▸ TASK DIRECTIONS: Exactly repeat the line that contains "Could you point to the car rear", then every line after it up to and including the final line.

▸ AVAILABLE RECORDS:
[START]

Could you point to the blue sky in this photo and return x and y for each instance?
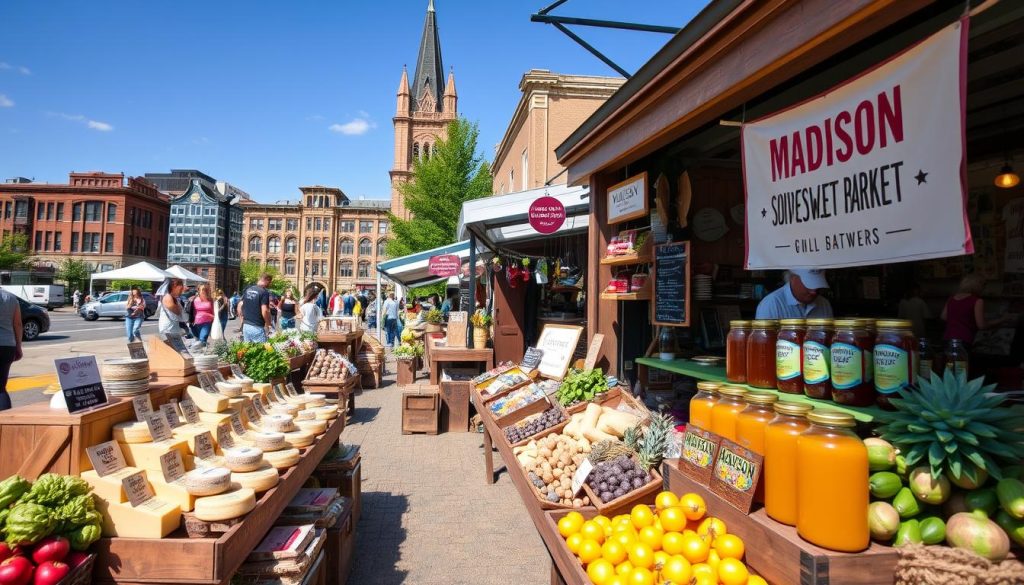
(270, 95)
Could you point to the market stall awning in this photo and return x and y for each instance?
(505, 219)
(412, 270)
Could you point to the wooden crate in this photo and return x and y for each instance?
(421, 410)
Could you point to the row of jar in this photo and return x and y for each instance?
(815, 467)
(854, 362)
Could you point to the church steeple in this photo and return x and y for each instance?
(427, 91)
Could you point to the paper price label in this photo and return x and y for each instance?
(107, 457)
(137, 488)
(172, 466)
(142, 406)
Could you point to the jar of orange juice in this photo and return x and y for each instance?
(701, 404)
(832, 484)
(723, 414)
(780, 460)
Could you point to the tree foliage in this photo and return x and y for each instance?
(455, 173)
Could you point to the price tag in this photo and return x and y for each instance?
(172, 466)
(192, 413)
(159, 427)
(107, 458)
(204, 446)
(224, 436)
(170, 412)
(137, 488)
(581, 475)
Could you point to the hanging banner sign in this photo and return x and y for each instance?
(443, 265)
(869, 172)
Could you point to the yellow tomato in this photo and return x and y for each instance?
(666, 500)
(732, 572)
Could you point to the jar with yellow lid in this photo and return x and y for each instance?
(832, 484)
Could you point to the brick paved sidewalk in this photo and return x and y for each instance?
(428, 516)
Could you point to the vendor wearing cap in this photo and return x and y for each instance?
(798, 298)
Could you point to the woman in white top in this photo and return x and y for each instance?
(309, 314)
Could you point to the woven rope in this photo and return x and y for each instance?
(945, 566)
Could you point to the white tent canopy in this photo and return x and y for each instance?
(187, 276)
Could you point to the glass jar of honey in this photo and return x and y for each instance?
(850, 345)
(701, 404)
(817, 370)
(761, 353)
(788, 356)
(723, 414)
(895, 349)
(832, 484)
(735, 351)
(780, 460)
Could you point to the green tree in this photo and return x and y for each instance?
(14, 252)
(74, 273)
(455, 173)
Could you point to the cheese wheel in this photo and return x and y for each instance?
(132, 432)
(283, 459)
(259, 479)
(243, 458)
(208, 481)
(239, 502)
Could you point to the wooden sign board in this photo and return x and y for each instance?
(735, 474)
(628, 200)
(699, 452)
(671, 276)
(458, 322)
(558, 343)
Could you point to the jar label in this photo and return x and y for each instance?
(816, 366)
(847, 366)
(891, 369)
(787, 360)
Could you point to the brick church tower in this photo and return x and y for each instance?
(424, 110)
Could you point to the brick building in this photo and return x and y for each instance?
(551, 108)
(325, 238)
(424, 110)
(100, 218)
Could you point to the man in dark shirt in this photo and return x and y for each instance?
(256, 310)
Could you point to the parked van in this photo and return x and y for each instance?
(50, 296)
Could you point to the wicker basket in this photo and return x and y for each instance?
(946, 566)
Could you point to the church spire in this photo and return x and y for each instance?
(427, 90)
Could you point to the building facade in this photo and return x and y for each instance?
(424, 111)
(100, 218)
(205, 234)
(324, 239)
(552, 107)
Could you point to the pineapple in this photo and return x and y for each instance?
(955, 426)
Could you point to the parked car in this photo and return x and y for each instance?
(115, 305)
(35, 320)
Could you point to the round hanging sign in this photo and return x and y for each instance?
(547, 214)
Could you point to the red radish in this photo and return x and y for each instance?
(15, 571)
(50, 548)
(50, 573)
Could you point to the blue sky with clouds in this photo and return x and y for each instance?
(270, 95)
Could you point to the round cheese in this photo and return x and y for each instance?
(208, 481)
(239, 502)
(260, 479)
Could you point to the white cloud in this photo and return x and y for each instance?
(354, 127)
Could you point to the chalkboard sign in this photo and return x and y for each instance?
(672, 285)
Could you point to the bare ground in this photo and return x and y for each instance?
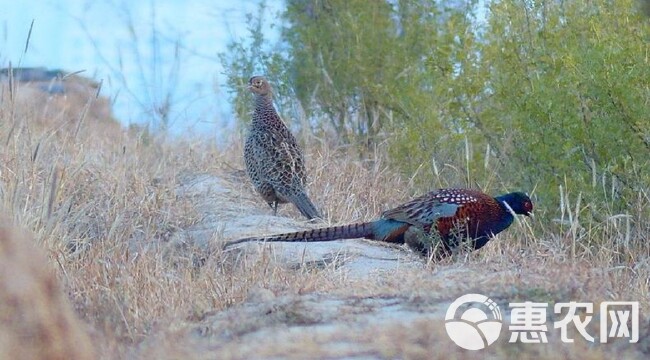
(383, 301)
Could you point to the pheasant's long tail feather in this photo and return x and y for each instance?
(351, 231)
(305, 206)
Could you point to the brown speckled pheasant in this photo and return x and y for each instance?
(435, 223)
(274, 161)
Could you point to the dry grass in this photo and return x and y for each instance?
(101, 202)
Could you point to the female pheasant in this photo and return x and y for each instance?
(274, 161)
(435, 223)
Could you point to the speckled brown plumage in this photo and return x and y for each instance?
(433, 224)
(274, 161)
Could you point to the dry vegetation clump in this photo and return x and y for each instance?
(102, 203)
(37, 319)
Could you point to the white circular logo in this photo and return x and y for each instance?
(473, 329)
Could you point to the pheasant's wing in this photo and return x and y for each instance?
(422, 211)
(427, 209)
(286, 164)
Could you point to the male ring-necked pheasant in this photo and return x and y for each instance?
(274, 161)
(447, 217)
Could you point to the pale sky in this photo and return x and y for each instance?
(94, 36)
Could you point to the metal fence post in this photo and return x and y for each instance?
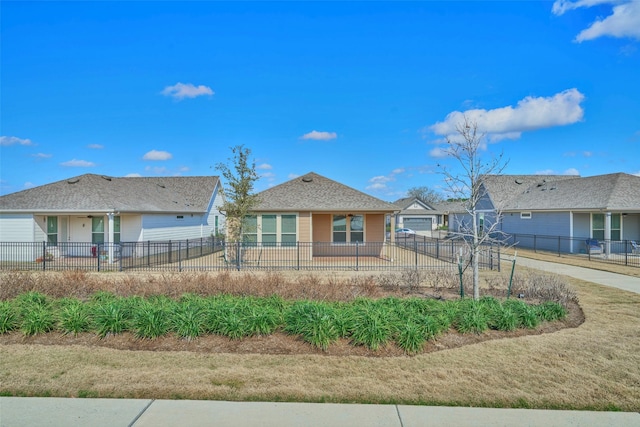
(238, 247)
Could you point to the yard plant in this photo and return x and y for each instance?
(373, 323)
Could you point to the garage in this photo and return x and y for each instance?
(418, 224)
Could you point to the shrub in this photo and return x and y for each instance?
(318, 323)
(8, 317)
(37, 319)
(150, 318)
(110, 316)
(73, 316)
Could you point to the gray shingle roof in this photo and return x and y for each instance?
(313, 192)
(96, 193)
(504, 188)
(406, 202)
(613, 192)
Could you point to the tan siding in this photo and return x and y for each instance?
(304, 222)
(321, 227)
(375, 228)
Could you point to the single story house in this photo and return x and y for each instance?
(417, 215)
(602, 207)
(334, 218)
(99, 209)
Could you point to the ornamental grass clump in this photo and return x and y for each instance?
(73, 316)
(527, 315)
(111, 315)
(318, 323)
(371, 322)
(189, 317)
(150, 318)
(36, 314)
(9, 320)
(551, 311)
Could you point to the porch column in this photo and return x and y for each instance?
(570, 232)
(607, 232)
(110, 215)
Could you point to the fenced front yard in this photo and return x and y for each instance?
(211, 255)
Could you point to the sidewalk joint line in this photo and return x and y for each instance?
(399, 416)
(141, 412)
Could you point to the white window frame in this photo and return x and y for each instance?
(348, 231)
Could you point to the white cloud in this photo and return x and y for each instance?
(439, 153)
(623, 22)
(319, 136)
(531, 113)
(14, 140)
(157, 155)
(570, 171)
(158, 170)
(181, 90)
(75, 163)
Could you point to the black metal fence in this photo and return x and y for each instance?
(623, 252)
(211, 254)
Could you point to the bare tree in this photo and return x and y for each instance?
(425, 194)
(476, 231)
(238, 191)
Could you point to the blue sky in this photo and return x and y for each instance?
(361, 92)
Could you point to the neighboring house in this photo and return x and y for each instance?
(417, 215)
(102, 209)
(602, 207)
(311, 208)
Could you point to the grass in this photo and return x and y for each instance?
(595, 366)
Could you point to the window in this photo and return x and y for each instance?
(97, 230)
(52, 230)
(615, 227)
(250, 229)
(269, 230)
(339, 229)
(116, 229)
(288, 230)
(348, 229)
(598, 225)
(356, 228)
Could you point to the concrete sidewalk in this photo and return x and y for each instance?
(36, 412)
(620, 281)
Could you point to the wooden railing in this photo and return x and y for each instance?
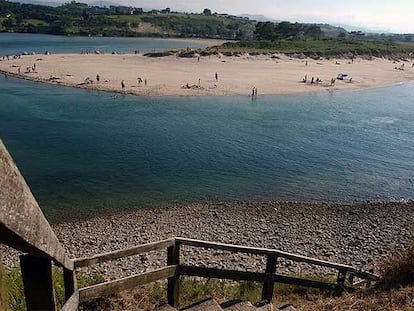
(24, 228)
(173, 271)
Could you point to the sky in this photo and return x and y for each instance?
(380, 15)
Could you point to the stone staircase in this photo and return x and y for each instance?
(210, 304)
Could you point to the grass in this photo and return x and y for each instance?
(13, 287)
(194, 289)
(393, 292)
(398, 270)
(3, 297)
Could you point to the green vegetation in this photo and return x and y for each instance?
(398, 270)
(195, 289)
(13, 284)
(321, 48)
(79, 19)
(3, 297)
(393, 292)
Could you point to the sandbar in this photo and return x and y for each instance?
(196, 76)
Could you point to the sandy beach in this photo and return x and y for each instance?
(174, 76)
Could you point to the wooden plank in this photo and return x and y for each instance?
(214, 273)
(22, 223)
(37, 282)
(88, 261)
(72, 304)
(269, 283)
(69, 280)
(3, 296)
(112, 287)
(304, 282)
(365, 275)
(262, 251)
(173, 285)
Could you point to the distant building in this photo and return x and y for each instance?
(121, 10)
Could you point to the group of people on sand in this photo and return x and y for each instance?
(195, 86)
(139, 82)
(312, 81)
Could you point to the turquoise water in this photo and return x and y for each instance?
(82, 150)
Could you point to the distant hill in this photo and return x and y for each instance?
(38, 2)
(103, 4)
(258, 18)
(332, 31)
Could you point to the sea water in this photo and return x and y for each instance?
(83, 150)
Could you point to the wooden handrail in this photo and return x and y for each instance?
(72, 304)
(112, 287)
(88, 261)
(265, 251)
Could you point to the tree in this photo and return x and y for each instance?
(207, 12)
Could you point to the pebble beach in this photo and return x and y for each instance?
(361, 234)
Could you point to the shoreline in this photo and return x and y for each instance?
(236, 76)
(361, 234)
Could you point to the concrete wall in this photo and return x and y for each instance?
(22, 223)
(3, 297)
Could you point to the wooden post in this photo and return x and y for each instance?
(69, 278)
(173, 258)
(38, 283)
(351, 279)
(3, 297)
(340, 282)
(269, 283)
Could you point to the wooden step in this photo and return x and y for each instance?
(207, 304)
(238, 306)
(286, 307)
(264, 306)
(165, 308)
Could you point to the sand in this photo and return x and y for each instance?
(166, 76)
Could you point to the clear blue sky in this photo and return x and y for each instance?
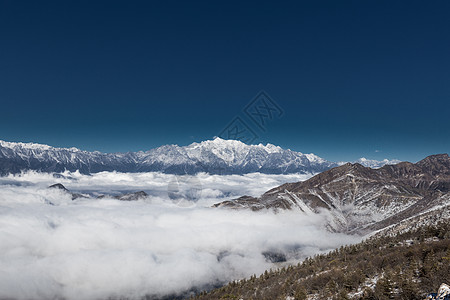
(354, 78)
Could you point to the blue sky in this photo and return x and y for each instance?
(353, 78)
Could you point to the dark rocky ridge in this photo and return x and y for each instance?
(123, 197)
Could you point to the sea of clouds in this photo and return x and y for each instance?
(52, 247)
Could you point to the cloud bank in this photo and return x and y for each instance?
(53, 247)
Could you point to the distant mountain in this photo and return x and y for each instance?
(216, 156)
(361, 199)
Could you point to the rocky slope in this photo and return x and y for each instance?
(216, 156)
(361, 199)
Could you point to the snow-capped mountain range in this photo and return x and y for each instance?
(215, 156)
(361, 199)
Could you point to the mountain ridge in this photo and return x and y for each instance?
(215, 156)
(360, 199)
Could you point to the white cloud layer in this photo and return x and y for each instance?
(101, 248)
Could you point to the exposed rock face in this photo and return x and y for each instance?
(132, 196)
(61, 187)
(216, 156)
(361, 199)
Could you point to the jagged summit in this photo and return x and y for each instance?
(216, 156)
(362, 199)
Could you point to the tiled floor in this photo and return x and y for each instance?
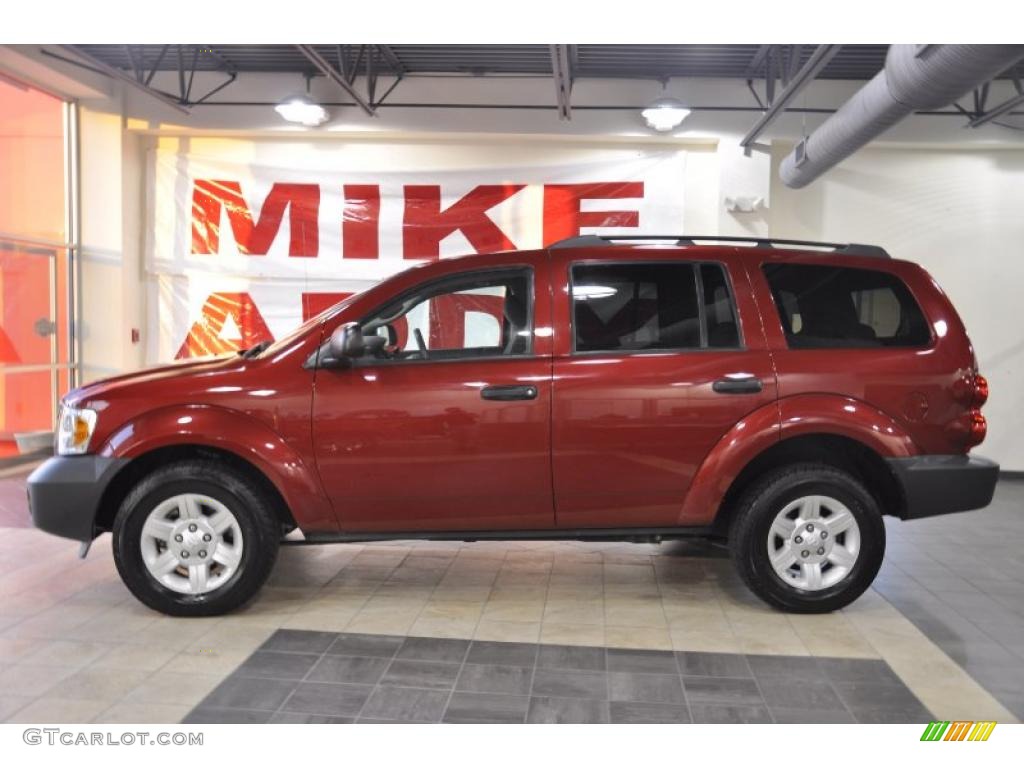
(960, 580)
(75, 646)
(298, 676)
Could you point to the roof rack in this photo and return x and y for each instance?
(839, 249)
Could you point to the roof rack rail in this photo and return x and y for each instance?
(840, 249)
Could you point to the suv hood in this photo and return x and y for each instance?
(102, 388)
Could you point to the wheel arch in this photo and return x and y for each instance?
(142, 464)
(221, 434)
(838, 451)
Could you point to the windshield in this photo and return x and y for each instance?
(306, 327)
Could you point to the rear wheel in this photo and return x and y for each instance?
(808, 539)
(196, 538)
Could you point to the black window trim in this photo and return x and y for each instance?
(930, 344)
(485, 272)
(695, 264)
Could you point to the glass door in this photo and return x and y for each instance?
(37, 236)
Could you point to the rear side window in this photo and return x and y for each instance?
(833, 306)
(667, 305)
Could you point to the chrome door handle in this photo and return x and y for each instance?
(509, 392)
(738, 384)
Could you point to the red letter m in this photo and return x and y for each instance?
(254, 238)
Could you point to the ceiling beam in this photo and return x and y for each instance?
(336, 77)
(821, 56)
(124, 77)
(758, 61)
(995, 112)
(561, 69)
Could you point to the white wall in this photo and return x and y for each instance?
(932, 192)
(960, 213)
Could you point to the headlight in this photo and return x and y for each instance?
(75, 430)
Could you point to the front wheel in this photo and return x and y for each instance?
(196, 538)
(808, 539)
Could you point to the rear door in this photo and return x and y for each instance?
(664, 354)
(451, 429)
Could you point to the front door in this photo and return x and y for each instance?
(449, 429)
(656, 370)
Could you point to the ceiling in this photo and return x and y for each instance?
(648, 61)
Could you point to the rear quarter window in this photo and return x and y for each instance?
(832, 306)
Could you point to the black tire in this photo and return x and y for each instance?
(252, 508)
(756, 512)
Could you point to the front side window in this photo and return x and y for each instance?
(830, 306)
(665, 305)
(476, 315)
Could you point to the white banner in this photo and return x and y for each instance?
(248, 239)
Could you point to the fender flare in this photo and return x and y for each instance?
(790, 417)
(232, 432)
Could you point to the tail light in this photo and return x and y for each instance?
(974, 394)
(977, 428)
(979, 393)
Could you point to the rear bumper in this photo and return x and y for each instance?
(65, 494)
(940, 484)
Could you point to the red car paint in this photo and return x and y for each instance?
(612, 440)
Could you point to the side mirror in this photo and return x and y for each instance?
(347, 342)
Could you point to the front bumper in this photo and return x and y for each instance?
(65, 494)
(940, 484)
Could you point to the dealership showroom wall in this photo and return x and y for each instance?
(517, 631)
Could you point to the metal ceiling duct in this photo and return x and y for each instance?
(915, 77)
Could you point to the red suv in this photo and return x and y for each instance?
(781, 397)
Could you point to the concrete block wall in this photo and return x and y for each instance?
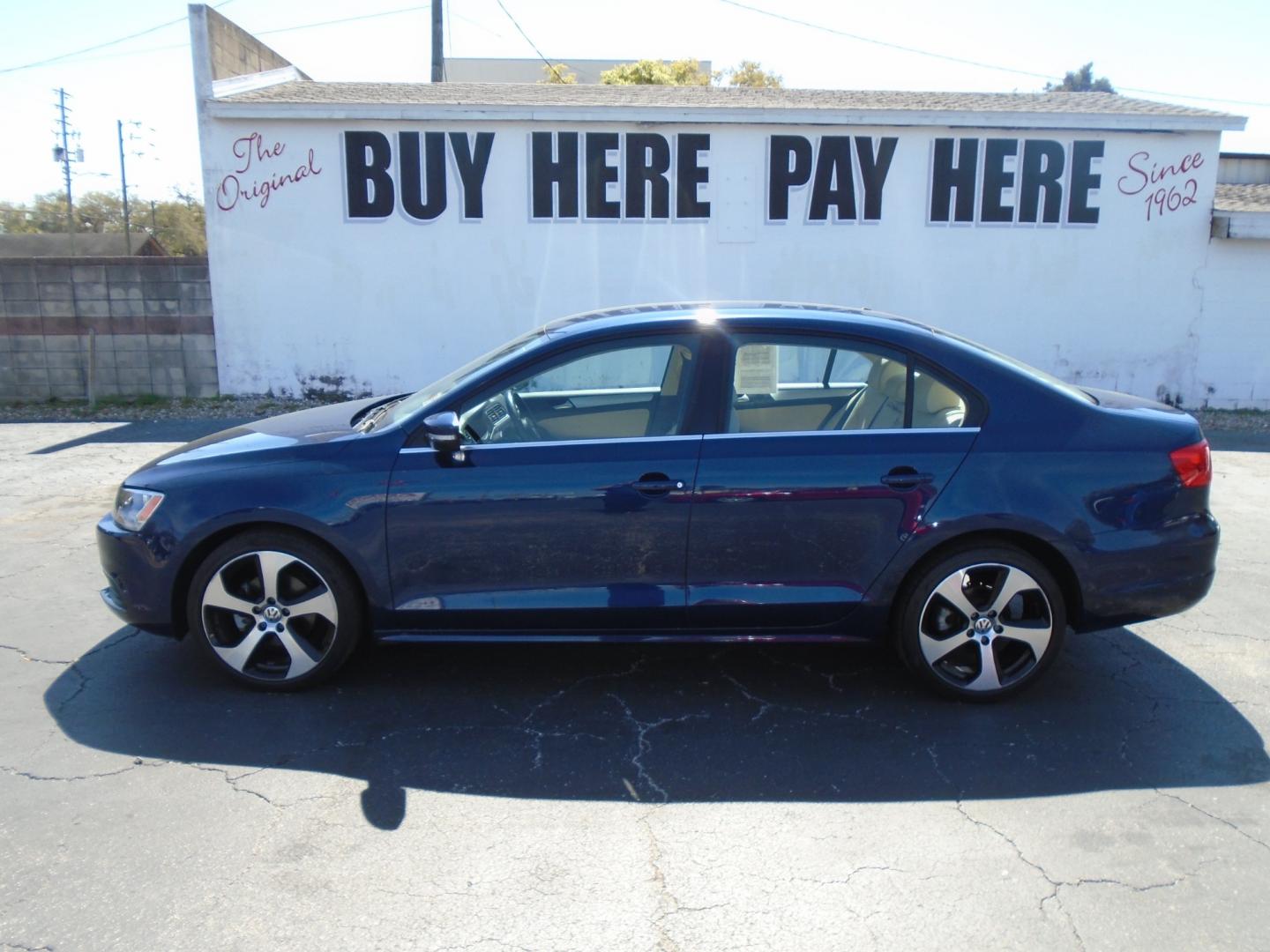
(152, 316)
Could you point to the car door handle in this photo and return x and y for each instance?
(906, 478)
(655, 484)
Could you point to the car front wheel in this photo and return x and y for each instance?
(274, 611)
(982, 623)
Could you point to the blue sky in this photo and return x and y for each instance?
(1169, 48)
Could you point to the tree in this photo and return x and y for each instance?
(1081, 81)
(181, 225)
(559, 74)
(752, 75)
(654, 72)
(179, 222)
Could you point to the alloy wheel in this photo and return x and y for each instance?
(986, 628)
(270, 616)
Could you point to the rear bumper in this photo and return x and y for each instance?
(1133, 576)
(138, 577)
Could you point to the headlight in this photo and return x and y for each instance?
(132, 507)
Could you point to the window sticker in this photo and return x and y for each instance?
(757, 369)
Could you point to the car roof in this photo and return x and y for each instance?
(672, 315)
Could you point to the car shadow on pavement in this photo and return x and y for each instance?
(696, 723)
(147, 432)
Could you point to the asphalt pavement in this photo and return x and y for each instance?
(602, 798)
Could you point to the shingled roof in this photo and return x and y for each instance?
(503, 98)
(1241, 198)
(705, 97)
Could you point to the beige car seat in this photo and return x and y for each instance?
(935, 406)
(882, 405)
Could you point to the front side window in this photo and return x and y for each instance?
(612, 391)
(788, 386)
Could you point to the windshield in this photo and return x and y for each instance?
(422, 398)
(1020, 366)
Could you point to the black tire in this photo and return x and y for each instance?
(260, 635)
(960, 643)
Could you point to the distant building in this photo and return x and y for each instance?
(81, 245)
(383, 234)
(493, 70)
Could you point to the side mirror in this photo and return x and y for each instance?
(444, 433)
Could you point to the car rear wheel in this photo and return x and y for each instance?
(274, 611)
(982, 623)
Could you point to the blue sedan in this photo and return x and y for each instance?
(692, 472)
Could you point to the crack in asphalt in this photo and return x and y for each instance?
(1214, 816)
(26, 657)
(643, 746)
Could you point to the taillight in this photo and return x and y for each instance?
(1194, 465)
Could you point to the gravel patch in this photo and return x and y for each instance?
(1233, 420)
(251, 406)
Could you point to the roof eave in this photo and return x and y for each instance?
(1241, 225)
(672, 115)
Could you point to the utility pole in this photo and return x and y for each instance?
(123, 183)
(66, 165)
(438, 54)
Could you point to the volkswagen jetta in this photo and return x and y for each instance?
(681, 472)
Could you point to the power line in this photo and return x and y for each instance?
(554, 71)
(884, 43)
(963, 61)
(101, 46)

[END]

▸ THE RESPONSE:
Could you point to the car rear wheel in this photo and return x and y for each instance?
(274, 611)
(982, 623)
Could you point to the blue sedan in this photo and return x and y for each instance?
(692, 472)
Could you point to the crack in asphalt in this photo and return x and y for each instance?
(1214, 816)
(26, 657)
(643, 746)
Could you point to the taillight in this photo and return x and y for each instance?
(1194, 465)
Could you point to the gravel patch in this photo and return x and y for each instance?
(1233, 420)
(251, 406)
Could you point to the roof eave in this photo and return x and y for each instance?
(1241, 225)
(672, 115)
Could you point to the utility pole in this photo and return x and y for each instance?
(123, 183)
(66, 165)
(438, 54)
Could you point to the volkswagen jetta in this photo and return x and y for each instance?
(681, 472)
Could you point to the power line in this photo and return x and y for each instance?
(554, 71)
(884, 43)
(963, 61)
(101, 46)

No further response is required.